======== SOURCE ========
Asymptotic behaviour of the simple random walk on the 2-dimensional comb. (English) Zbl 1135.60045

The 2-dimensional comb is an inhomogeneous graph obtained from \(\mathbb Z^d\) by removing all horizontal edges off the \(x\)-axis, so that the nearest neighbors of \((k,n)\) are \((k,n-1)\), \((k,n+1)\), \((k-1,n)\), \((k+1,n)\) if \(n=0\) and \((k,n-1)\), \((k,n+1)\) otherwise. In the article vertical and horizontal components of the simple random walk on the 2-dimensional comb are analyzed by combinatorial methods. In particular asymptotic behaviour of the expected value of the distance from the origin, the maximal deviation and the maximal span in \(n\) steps are evaluated, proving that for all these quantities the order is \(n^{1/4}\) for the horizontal projection and \(n^{1/2}\) for the vertical one (the exact constants are determined).
Infinite graphs are usually characterized by the spectral dimension \(\delta_s\), the fractal dimension \(\delta_f\) and the walk dimension \(\delta_w\) which in typical cases are linked by Einstein relation \(\delta_s\delta_w=2\delta_f\). It is proved that Einstein relation does not hold for the comb.
======== EXTRACTED RECORDS ========
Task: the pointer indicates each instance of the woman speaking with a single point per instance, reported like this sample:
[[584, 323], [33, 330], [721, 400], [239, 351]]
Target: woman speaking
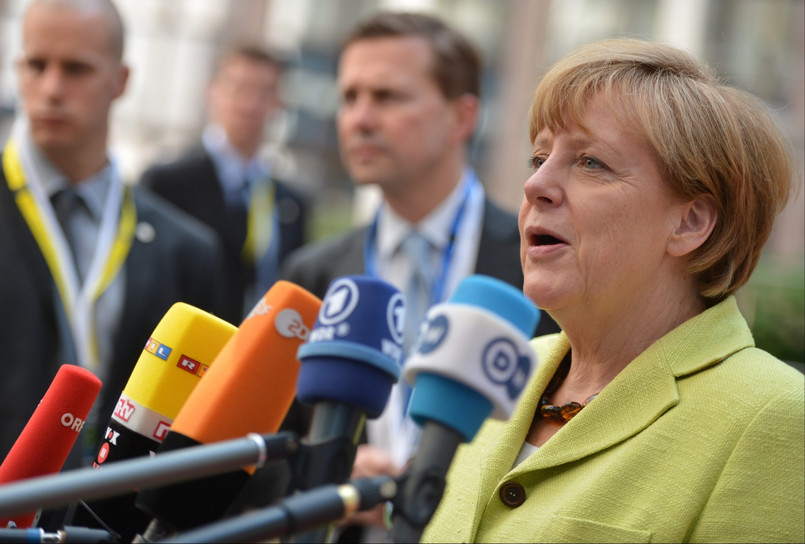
[[651, 417]]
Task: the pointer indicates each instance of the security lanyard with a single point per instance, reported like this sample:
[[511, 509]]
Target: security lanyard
[[260, 222], [114, 242], [437, 289]]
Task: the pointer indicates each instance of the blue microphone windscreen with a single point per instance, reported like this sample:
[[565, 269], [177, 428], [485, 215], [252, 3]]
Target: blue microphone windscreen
[[500, 298], [451, 403], [353, 352]]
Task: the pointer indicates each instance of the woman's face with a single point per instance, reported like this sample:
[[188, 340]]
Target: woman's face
[[595, 220]]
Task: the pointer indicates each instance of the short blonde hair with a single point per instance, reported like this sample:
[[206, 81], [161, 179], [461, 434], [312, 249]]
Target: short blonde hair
[[709, 139]]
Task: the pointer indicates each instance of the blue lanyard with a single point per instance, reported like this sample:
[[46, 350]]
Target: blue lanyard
[[437, 290]]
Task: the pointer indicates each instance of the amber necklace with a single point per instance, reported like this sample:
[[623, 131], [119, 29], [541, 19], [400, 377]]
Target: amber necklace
[[565, 412]]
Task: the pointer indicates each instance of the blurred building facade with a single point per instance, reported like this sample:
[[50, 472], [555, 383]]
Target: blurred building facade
[[757, 45]]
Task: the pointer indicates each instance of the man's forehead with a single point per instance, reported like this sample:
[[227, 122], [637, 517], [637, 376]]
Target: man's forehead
[[386, 60], [59, 30]]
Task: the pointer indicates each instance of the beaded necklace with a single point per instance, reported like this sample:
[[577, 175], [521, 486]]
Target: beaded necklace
[[565, 412]]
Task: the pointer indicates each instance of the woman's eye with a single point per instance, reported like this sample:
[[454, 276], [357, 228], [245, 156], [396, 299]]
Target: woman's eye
[[535, 162], [590, 162]]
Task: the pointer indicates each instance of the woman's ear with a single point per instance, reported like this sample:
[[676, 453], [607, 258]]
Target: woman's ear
[[696, 223]]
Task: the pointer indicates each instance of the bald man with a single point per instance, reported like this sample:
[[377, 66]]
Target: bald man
[[64, 207]]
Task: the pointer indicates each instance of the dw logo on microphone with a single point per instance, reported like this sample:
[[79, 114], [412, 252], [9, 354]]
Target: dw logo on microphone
[[503, 365], [434, 333]]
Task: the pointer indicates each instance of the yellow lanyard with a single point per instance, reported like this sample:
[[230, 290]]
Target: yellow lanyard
[[111, 251], [260, 223]]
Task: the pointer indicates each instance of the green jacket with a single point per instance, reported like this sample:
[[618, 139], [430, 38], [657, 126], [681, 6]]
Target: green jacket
[[700, 438]]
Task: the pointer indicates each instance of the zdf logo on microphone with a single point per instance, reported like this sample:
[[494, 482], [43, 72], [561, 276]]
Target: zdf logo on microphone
[[71, 422]]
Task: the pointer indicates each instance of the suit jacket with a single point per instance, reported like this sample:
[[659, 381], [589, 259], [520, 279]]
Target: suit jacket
[[192, 184], [180, 263], [700, 439]]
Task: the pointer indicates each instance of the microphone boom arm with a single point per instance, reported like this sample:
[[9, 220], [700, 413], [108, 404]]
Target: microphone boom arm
[[143, 473]]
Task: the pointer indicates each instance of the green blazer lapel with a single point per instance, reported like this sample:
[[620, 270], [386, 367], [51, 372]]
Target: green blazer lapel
[[645, 389], [505, 438], [631, 402]]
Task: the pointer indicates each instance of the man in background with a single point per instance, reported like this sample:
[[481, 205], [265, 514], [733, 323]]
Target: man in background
[[226, 184], [90, 265], [410, 99]]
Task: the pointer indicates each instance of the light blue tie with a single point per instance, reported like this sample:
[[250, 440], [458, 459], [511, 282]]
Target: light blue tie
[[418, 288], [68, 204]]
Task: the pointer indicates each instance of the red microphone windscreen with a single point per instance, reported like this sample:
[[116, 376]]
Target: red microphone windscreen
[[45, 442]]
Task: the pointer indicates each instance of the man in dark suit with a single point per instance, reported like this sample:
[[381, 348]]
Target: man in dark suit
[[226, 184], [153, 255], [410, 87]]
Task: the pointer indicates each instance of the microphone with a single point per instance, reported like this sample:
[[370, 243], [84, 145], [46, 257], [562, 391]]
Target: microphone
[[471, 361], [174, 359], [46, 441], [248, 389], [349, 364], [302, 511]]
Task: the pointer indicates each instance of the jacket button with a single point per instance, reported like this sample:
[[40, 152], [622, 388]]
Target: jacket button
[[512, 494]]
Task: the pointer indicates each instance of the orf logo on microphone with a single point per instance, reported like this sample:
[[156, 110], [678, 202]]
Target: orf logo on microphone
[[503, 365], [71, 422]]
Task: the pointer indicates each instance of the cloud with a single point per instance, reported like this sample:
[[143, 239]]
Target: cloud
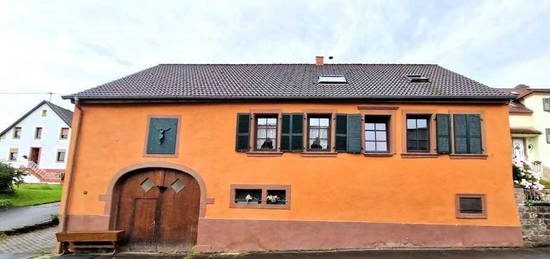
[[68, 46]]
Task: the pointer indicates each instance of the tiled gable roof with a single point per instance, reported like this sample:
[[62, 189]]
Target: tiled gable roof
[[64, 114], [290, 81]]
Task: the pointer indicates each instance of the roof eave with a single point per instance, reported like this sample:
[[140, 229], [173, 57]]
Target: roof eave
[[267, 98]]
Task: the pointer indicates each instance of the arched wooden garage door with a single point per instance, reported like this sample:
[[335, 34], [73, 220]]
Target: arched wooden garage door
[[158, 209]]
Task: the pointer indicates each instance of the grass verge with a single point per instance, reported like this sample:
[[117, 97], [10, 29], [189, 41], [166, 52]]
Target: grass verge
[[31, 194]]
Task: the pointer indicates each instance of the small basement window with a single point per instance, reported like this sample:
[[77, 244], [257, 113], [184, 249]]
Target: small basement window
[[252, 196], [416, 78], [332, 79], [248, 196], [471, 206], [276, 197]]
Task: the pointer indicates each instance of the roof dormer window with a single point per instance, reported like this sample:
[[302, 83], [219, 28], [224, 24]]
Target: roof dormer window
[[416, 78], [332, 79]]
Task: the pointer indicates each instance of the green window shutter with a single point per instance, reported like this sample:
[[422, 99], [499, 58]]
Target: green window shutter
[[292, 132], [474, 134], [467, 128], [354, 133], [461, 133], [546, 104], [443, 131], [341, 133], [243, 132]]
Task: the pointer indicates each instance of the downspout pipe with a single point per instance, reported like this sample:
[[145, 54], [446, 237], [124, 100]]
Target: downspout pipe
[[72, 160]]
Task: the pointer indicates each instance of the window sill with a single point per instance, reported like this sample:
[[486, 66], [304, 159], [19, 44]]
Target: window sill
[[419, 155], [379, 154], [264, 153], [260, 206], [471, 216], [468, 156], [318, 154]]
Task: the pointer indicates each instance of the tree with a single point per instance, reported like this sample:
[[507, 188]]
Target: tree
[[10, 177]]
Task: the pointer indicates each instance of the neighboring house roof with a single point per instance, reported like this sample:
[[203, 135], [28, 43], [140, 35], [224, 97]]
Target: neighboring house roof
[[519, 130], [517, 107], [521, 91], [291, 81], [64, 114]]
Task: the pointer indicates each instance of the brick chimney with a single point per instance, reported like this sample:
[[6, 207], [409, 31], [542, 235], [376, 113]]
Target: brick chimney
[[319, 60]]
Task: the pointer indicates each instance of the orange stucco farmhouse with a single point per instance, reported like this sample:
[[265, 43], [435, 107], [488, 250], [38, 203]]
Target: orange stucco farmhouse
[[240, 157]]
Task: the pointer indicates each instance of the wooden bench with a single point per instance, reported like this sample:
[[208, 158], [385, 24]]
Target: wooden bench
[[75, 240]]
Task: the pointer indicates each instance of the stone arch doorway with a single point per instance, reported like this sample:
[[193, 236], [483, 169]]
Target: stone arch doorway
[[158, 208]]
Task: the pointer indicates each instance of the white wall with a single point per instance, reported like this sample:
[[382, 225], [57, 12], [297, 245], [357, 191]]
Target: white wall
[[540, 121], [49, 143]]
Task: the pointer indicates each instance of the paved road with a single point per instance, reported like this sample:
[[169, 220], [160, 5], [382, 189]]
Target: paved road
[[517, 253], [11, 218]]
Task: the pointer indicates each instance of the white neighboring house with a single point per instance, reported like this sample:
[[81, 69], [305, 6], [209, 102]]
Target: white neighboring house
[[530, 126], [38, 141]]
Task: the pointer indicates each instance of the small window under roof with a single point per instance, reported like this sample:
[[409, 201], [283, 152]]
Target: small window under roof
[[416, 78], [332, 79]]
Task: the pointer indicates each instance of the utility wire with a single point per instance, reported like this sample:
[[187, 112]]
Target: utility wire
[[49, 93]]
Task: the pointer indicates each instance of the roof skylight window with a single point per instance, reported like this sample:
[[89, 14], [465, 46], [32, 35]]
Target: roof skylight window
[[416, 78], [332, 79]]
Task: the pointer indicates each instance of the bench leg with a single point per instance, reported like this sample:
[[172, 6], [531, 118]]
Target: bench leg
[[115, 250], [64, 248]]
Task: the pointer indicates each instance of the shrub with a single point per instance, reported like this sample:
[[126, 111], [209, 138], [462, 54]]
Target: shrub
[[528, 179], [10, 177]]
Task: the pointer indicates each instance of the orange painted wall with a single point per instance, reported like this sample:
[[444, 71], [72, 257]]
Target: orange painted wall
[[349, 187]]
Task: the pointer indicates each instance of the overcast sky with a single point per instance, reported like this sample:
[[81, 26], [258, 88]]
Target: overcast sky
[[68, 46]]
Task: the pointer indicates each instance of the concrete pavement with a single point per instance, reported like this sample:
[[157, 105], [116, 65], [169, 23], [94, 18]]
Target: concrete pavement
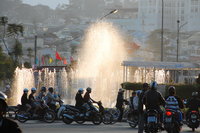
[[88, 127]]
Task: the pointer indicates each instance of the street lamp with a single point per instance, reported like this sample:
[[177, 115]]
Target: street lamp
[[111, 12], [178, 31], [162, 30]]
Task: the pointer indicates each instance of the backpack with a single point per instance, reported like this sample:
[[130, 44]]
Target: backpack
[[171, 103]]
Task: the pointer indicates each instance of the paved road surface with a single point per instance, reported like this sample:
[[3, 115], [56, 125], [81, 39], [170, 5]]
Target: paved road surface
[[59, 127]]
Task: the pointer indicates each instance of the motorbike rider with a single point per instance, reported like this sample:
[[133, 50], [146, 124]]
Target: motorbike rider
[[6, 125], [79, 99], [24, 100], [153, 99], [33, 102], [42, 94], [145, 87], [131, 99], [88, 100], [173, 102], [120, 103], [51, 99], [193, 103]]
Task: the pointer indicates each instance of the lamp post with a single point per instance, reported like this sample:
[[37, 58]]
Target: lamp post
[[35, 50], [178, 33], [111, 12], [162, 30]]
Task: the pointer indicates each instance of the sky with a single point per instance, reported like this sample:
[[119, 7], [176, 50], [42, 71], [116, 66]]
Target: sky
[[51, 3]]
========
→ GIVEN PROBLEM A
Reproduce the passage of the comb review that begins at the words "The 2-dimensional comb is" and stops after the words "constants are determined).".
→ GIVEN PROBLEM B
Which relation among the dimensions of infinite graphs does the comb review say is proved not to hold for the comb?

→ RIGHT ANSWER A
The 2-dimensional comb is an inhomogeneous graph obtained from \(\mathbb Z^d\) by removing all horizontal edges off the \(x\)-axis, so that the nearest neighbors of \((k,n)\) are \((k,n-1)\), \((k,n+1)\), \((k-1,n)\), \((k+1,n)\) if \(n=0\) and \((k,n-1)\), \((k,n+1)\) otherwise. In the article vertical and horizontal components of the simple random walk on the 2-dimensional comb are analyzed by combinatorial methods. In particular asymptotic behaviour of the expected value of the distance from the origin, the maximal deviation and the maximal span in \(n\) steps are evaluated, proving that for all these quantities the order is \(n^{1/4}\) for the horizontal projection and \(n^{1/2}\) for the vertical one (the exact constants are determined).

→ RIGHT ANSWER B
The Einstein relation.